Set task 1: Collect every line of the records that contains the string "hind", and treat uppercase and lowercase letters as different.

Text excerpt:
* BEGIN *

PBCore is not dead

Written by Jack Brighton on Wednesday, July 15, 2009

A person might be forgiven for wondering lately if PBCore might be a dead end. As some of us complained about elsewhere, there has been little evidence that the Corporation for Public Broadcasting, which has funded the PBCore project from the beginning, understood that it was at risk. Until recently that is.

Following conversations at the Open Video Conference, a meeting to discuss the future of PBCore was held on July 6th at CPB headquarters in DC. Rob Bole, who recently joined CPB as vice president of digital media strategy, pulled in folks from the original PBCore development project, plus a few of us beatnik geeks, to hit the reset button and map out a plan. The phrases "change management," "PBCore 2.0," and "resources will be allocated" were clearly spoken.

Basically, CPB is renewing its commitment to PBCore. This means funding to establish a project management entity, which will oversee further development of PBCore and provide training, tools, and community support. i think we can soon expect to see an RFP for the project management entity, although it may be tied in with the American Archive project which is currently being piloted by opb.org. We shall see.

Meanwhile in the interest of sharing as much as possible, here are the notes from the July 6th PBCore meeting at CPB in PDF form. CPB has invited input from the PBCore community, and now would be a good time to push this forward.



PBCore licensing?

Written by Jack Brighton on Saturday, June 06, 2009

A discussion at Drupal Groups pertains to development of a Metadata module, possibly incorporating PBCore. The thing is, PBCore is currently licensed under a Creative Commons License, not a GPL which would be required for a Drupal distributed module. Which raises the question: How easy would it be to place PBCore and its documentation under a GNU GPL license? Doing so would be in the interest of the PBCore community, and I would think in the interest of CPB which funded development of the PBCore standard. Feedback would be appreciated!



How to reference a related web page?

Written by Jack Brighton on Friday, June 05, 2009

Say you have an audio archive of a radio news story that's on a web page. In the PBCore record for the audio archive, how do you reference the web page?

Would it be:

<pbcoreRelation>
   <relationType>Is Part Of</relationType>
   <relationIdentifier>http://will.illinois.edu/news/story-item-foo/<relationIdentifier>
</pbcoreRelation>

Or perhaps its relationType should be Is Referenced By.

I have a reservation about using pbcoreRelation for this, because it assumes the web page is a "media item" capable of being expressed in another PBCore record. (See: http://www.pbcore.org/PBCore/relationType.html)  I doubt PBCore was ever intended to catalog web pages, and the practice of doing that would seem...daunting.

Regardless this question arises because, what if you have a media player capable of ingesting PBCore records and playing the media file, and you want to link to an original web page on which the media file was first published? This is not a hypothetical question. If pbcoreRelation isn't the way to do this, it would be important to settle the question very soon.

* END *

Data for this exercise:

* BEGIN *

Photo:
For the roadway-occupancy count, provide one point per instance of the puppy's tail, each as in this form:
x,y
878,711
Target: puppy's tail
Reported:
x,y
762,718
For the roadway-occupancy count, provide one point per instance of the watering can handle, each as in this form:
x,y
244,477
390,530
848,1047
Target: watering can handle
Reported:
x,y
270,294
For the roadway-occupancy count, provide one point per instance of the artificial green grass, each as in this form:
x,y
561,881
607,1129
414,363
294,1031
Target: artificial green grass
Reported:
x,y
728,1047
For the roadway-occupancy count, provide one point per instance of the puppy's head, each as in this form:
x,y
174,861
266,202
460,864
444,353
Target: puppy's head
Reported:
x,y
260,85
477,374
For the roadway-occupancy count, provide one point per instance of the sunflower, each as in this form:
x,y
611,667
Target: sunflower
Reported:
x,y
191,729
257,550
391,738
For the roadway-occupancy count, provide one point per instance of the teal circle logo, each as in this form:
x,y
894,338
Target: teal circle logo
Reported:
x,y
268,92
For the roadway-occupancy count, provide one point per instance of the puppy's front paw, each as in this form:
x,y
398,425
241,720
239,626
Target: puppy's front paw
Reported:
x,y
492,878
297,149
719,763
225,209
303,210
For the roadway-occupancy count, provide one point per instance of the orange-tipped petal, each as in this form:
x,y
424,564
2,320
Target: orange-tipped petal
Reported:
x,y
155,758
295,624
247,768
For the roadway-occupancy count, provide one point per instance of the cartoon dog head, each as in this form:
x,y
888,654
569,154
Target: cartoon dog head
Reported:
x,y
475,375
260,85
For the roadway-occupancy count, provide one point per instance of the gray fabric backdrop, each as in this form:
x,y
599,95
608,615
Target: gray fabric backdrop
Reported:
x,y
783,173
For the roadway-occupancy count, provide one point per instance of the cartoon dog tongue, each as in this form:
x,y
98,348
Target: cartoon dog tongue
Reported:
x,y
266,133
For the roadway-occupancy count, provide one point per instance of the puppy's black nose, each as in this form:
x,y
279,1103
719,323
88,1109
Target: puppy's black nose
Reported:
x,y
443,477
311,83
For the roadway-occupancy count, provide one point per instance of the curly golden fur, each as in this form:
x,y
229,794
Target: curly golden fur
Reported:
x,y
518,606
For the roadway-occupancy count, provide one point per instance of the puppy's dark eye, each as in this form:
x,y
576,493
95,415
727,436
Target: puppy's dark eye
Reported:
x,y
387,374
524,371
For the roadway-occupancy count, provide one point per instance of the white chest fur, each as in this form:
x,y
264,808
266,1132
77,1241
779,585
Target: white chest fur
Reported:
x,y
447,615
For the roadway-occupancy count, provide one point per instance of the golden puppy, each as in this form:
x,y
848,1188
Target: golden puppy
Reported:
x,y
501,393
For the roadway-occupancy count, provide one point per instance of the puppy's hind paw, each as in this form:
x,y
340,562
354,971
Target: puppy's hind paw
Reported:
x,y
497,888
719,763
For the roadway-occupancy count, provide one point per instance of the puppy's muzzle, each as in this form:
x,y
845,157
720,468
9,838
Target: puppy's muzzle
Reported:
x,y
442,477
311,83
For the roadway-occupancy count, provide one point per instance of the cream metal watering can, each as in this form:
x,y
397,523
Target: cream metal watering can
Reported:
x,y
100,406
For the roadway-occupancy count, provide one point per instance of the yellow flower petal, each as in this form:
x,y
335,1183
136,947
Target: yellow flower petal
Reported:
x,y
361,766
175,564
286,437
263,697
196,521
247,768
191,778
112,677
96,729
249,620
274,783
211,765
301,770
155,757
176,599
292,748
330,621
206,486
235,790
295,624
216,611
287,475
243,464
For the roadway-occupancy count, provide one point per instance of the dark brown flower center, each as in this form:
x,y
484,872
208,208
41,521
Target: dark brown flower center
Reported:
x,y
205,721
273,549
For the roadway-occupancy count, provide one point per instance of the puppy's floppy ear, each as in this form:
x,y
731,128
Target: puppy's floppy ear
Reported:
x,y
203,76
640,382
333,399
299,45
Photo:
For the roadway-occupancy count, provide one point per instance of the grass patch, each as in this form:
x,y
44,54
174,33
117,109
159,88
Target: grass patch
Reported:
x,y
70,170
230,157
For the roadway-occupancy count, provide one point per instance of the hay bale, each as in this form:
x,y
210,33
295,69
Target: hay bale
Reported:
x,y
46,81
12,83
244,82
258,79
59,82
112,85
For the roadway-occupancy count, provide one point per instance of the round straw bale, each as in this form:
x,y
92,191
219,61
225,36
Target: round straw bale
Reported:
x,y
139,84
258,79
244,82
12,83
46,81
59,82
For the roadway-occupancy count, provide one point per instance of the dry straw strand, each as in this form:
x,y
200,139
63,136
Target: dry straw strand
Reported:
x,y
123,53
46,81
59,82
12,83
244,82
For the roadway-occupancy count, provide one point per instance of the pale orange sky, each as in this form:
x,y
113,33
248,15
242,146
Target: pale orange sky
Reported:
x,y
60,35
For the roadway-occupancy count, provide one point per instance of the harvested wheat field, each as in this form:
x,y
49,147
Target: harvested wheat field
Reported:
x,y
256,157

* END *

Set task 2: In the PBCore blog posts, who recently joined CPB as vice president of digital media strategy?

Full solution 1:
For the roadway-occupancy count, provide one point per instance of the puppy's hind paw, each as in this form:
Target: puppy's hind paw

Full solution 2: Rob Bole